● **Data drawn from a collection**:
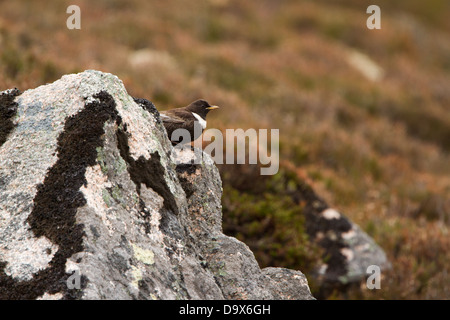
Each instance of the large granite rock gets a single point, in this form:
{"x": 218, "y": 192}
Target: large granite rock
{"x": 93, "y": 205}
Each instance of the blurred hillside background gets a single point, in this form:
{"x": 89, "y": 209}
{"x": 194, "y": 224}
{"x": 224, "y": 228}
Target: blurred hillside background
{"x": 364, "y": 115}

● **EXERCISE**:
Express every line of the rows above as a JSON list of strings, one string per line, skipping blank lines. Leave the pictures out of the answer.

● **THE ANSWER**:
[
  "Each instance of the large granite rock gets a single point, in this form:",
  "{\"x\": 218, \"y\": 192}",
  "Target: large granite rock",
  "{\"x\": 93, \"y\": 205}",
  "Each instance of the blurred hillside background gets a single point, in this form:",
  "{\"x\": 89, \"y\": 209}",
  "{\"x\": 194, \"y\": 224}",
  "{\"x\": 224, \"y\": 228}",
  "Target: blurred hillside background",
  "{\"x\": 364, \"y\": 115}"
]